EXERCISE SET:
**a.** Summarize the passage on North American exporting in two sentences.
**b.** Carry on the passage on North American exporting from its final sentence.

TEXT EXCERPT:

And while some North American companies have figured this out, and are doing a great job of selling product abroad (like Apple and Caterpillar), they are few and far between and all large companies. As Mitch says, the key to (North) American Manufacturing success is for small and mid-size manufacturers to get into the exporting game and sell their products outside of North America. There are less than 460 Million people in North America. That’s less than 6.6% of global population. And with large middle classes emerging in China and India, where 2.585 Million people live, North America is quickly becoming a (very) small portion of the global market for whatever product you are making.

So why aren’t we exporting? Because, as Mitch says, we have been spoiled by our home business market of more than 300 million people who speak the same language, largely embrace the same culture, abide by the same laws, use the same currency and have freedom of movement and disposable income. In the past, our market has been so robust that you did not need to sell abroad in order to have a great business and live a comfortable lifestyle. But this isn’t the case anymore. Now, we have a lot of work and learning to do in order to catch up with our global competitors whose small- and medium-sized businesses are already skilled exporters. They understand and appreciate different cultures, speak multiple languages and are good at adapting to the markets they are selling in. Because, for the most part, they had no choice. For example, Germany only has 81 Million people. It couldn’t build great, now globally recognized, brands if it just tried to build for it’s home market. And the UK and France only have 62 Million and 65 Million respectively.

GIVEN DATA:
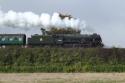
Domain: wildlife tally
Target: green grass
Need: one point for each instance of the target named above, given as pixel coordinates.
(17, 59)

REPLIES:
**a.** The passage argues that North American manufacturing will succeed only if small and mid-size manufacturers begin exporting, because North America holds less than 6.6% of the world's population and only a few large companies such as Apple and Caterpillar sell abroad well. It says these manufacturers have been spoiled by a large, uniform home market, while competitors in countries with small home markets, such as Germany, the UK and France, are already skilled exporters because they had no choice.

**b.**
We’re losing jobs because we aren’t exporting. But there’s no reason we shouldn’t be. We are among the most productive and technologically advanced countries in the world. We can compete with anyone; we just need to learn to export. And it shouldn’t be hard. We’re already masters at importing with some of the most advanced supply chains in the world. We just have to point them the in the other direction now and then.